Whenever a line in the data holds the string "night", pull that line out.

::::::::

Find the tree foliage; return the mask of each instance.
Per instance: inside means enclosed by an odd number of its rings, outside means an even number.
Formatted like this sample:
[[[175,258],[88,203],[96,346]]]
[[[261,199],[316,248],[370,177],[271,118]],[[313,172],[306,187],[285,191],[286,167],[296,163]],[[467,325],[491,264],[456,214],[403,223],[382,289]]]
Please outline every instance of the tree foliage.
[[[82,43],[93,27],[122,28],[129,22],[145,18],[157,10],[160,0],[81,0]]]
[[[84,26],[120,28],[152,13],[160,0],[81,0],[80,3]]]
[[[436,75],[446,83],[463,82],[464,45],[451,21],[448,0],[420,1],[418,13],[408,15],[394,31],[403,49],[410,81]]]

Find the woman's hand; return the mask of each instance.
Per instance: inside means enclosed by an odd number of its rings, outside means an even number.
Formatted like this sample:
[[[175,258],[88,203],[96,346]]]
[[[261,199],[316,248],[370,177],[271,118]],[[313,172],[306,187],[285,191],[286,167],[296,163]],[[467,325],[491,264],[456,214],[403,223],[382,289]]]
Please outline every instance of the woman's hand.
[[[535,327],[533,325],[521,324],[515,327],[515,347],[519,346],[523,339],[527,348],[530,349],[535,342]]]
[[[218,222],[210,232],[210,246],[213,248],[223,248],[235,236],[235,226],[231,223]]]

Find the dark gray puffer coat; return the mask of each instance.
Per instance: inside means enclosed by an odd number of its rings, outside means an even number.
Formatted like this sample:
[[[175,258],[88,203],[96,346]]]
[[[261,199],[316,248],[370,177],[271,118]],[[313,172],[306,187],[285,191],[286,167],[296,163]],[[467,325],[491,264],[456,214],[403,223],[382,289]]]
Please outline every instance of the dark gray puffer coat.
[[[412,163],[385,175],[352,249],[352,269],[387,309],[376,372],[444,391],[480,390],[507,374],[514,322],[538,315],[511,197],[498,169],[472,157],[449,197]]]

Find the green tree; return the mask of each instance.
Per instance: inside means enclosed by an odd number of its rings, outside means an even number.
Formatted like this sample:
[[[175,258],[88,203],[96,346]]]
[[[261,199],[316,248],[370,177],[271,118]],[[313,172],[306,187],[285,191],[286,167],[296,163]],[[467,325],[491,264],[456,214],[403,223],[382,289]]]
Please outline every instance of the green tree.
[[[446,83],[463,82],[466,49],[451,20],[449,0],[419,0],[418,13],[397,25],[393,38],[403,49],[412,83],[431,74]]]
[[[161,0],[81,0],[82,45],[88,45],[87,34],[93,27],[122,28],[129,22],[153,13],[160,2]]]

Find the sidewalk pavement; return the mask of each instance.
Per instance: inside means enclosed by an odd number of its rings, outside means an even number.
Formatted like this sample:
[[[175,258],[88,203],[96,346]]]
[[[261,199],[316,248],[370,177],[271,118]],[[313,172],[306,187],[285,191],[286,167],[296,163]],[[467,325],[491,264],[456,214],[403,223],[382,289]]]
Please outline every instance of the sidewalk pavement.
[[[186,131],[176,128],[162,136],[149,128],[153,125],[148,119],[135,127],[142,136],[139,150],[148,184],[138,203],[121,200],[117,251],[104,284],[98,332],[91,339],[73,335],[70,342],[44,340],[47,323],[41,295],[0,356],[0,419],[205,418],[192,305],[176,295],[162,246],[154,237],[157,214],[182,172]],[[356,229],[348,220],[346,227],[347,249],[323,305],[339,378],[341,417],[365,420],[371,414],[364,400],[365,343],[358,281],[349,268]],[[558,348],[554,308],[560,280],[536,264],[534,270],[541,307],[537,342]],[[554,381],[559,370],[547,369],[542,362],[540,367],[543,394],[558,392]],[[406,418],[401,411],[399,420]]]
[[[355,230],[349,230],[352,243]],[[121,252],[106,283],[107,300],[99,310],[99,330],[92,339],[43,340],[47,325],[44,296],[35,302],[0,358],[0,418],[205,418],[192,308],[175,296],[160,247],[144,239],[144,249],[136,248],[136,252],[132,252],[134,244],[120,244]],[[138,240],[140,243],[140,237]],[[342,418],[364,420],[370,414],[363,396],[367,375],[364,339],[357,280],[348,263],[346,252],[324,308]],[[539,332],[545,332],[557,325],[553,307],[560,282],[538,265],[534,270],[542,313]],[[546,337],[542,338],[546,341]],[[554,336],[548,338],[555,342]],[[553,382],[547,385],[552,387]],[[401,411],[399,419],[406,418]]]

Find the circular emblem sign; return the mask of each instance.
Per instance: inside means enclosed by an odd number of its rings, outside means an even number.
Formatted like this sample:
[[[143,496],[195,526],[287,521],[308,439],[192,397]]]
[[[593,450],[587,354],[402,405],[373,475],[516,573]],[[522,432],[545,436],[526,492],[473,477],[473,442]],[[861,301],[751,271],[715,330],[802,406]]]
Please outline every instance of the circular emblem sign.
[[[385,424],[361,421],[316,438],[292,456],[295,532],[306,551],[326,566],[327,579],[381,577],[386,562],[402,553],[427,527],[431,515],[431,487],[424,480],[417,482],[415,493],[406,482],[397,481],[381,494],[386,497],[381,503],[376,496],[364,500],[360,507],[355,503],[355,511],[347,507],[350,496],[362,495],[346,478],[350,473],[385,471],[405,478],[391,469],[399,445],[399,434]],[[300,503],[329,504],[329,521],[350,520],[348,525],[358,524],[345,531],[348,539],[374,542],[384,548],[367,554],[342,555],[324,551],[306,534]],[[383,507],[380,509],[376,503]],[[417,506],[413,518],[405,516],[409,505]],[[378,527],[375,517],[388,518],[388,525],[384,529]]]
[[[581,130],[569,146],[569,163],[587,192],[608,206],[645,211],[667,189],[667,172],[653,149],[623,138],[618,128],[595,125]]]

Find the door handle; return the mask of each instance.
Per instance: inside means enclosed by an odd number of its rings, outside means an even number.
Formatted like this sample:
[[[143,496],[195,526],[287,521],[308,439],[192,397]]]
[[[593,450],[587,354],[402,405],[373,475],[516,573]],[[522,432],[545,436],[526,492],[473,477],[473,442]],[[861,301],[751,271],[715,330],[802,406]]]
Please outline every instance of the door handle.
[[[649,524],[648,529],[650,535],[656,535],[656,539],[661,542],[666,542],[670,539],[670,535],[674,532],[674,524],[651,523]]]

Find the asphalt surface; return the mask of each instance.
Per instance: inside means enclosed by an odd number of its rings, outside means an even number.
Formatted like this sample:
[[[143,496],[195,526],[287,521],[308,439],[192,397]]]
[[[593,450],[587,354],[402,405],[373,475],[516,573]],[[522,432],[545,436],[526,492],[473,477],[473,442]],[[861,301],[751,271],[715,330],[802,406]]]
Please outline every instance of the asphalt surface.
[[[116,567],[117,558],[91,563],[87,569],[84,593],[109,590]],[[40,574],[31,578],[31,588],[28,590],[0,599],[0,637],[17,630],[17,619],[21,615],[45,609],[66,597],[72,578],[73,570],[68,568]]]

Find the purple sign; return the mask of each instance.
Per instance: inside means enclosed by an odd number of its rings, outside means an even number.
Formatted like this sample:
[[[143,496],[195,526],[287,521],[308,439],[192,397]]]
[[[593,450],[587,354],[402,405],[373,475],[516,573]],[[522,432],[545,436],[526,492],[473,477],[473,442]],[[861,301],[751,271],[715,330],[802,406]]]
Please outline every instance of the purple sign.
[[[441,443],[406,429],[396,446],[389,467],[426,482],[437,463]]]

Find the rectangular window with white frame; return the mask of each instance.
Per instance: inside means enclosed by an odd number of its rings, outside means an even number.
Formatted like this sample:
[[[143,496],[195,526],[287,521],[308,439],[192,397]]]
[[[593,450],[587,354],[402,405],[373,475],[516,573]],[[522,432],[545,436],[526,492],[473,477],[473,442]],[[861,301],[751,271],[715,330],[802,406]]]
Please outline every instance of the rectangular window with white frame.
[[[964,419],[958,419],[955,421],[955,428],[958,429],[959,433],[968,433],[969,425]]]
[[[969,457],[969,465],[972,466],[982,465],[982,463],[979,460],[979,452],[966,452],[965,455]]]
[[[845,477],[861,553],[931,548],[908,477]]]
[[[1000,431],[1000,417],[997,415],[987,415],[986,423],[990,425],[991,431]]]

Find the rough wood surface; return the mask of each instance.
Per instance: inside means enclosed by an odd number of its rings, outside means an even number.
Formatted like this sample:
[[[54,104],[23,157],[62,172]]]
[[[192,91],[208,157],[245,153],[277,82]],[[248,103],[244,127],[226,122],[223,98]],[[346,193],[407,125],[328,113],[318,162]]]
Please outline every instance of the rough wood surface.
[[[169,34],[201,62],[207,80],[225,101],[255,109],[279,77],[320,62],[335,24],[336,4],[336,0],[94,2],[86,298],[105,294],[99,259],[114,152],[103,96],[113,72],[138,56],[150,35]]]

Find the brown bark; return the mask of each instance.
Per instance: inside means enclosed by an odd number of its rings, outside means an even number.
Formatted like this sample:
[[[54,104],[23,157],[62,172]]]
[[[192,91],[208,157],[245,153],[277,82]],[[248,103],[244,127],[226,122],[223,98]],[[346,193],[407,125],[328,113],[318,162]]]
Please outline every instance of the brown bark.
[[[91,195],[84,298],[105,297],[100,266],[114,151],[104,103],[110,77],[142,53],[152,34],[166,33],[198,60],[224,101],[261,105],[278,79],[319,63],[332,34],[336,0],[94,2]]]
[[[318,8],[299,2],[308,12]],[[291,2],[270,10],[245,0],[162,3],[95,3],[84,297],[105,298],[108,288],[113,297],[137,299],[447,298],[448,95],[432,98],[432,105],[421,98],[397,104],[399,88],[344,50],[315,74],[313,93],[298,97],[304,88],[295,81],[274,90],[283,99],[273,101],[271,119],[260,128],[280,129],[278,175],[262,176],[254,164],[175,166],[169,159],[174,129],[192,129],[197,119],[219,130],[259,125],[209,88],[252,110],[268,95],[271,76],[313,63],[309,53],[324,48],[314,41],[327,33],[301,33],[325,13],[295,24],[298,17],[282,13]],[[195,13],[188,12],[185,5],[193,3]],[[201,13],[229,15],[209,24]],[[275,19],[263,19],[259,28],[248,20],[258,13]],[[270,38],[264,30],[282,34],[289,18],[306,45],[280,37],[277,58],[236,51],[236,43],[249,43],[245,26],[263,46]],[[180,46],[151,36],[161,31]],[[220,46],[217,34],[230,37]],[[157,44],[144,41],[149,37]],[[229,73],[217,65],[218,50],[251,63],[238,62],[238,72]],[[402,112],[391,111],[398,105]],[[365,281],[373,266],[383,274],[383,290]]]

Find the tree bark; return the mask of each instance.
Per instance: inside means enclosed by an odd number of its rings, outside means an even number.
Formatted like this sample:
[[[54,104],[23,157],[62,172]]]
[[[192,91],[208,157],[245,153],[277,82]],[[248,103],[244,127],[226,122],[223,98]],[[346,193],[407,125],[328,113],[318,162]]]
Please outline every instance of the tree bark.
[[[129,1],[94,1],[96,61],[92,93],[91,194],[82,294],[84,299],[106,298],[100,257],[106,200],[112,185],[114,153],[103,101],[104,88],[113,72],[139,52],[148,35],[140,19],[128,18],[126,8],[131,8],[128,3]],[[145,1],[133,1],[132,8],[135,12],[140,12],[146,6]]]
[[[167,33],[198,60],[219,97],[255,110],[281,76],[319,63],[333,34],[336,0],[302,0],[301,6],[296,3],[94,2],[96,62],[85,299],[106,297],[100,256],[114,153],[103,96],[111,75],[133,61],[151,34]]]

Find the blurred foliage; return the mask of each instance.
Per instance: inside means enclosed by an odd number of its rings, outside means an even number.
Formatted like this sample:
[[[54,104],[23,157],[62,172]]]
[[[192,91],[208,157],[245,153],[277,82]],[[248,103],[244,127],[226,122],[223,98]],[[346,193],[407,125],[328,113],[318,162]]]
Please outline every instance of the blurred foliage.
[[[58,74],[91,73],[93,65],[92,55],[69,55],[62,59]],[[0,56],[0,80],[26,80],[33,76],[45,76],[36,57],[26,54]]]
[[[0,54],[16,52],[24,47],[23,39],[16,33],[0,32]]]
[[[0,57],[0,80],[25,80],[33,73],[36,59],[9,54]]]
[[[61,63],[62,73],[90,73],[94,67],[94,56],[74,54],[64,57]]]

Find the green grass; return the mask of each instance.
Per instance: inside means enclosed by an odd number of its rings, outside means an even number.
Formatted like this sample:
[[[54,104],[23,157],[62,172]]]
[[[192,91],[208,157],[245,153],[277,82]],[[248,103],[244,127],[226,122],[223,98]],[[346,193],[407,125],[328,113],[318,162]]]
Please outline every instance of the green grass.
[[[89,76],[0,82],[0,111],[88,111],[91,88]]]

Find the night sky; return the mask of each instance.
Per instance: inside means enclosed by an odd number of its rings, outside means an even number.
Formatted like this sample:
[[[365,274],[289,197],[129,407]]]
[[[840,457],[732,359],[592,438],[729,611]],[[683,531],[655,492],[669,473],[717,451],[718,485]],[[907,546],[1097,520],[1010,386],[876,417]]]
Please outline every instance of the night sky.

::::::::

• Answer
Find the night sky; return the mask of each instance.
Please outline every instance of the night sky.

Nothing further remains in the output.